— START OF Task material —

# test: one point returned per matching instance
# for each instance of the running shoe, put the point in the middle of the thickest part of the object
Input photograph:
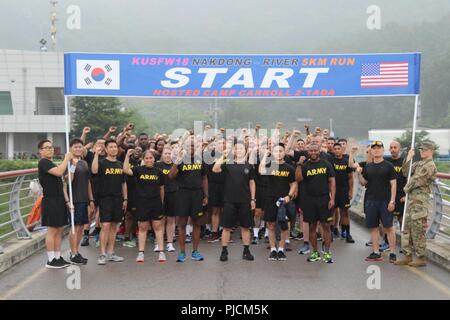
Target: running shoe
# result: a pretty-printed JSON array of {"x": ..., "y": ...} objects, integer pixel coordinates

— END OF Task material —

_Aim_:
Lay out the lines of the material above as a numbered list, leaving out blank lines and any pictures.

_The response_:
1. # test: one point returned per matching instance
2. # for each instance of the running shoe, put the point in the middle of the thickest part of the object
3. Input photograph:
4. Target: running shoe
5. # result: a pretty-printed JSON array of {"x": ..., "y": ...} objects, integer pixel coordinates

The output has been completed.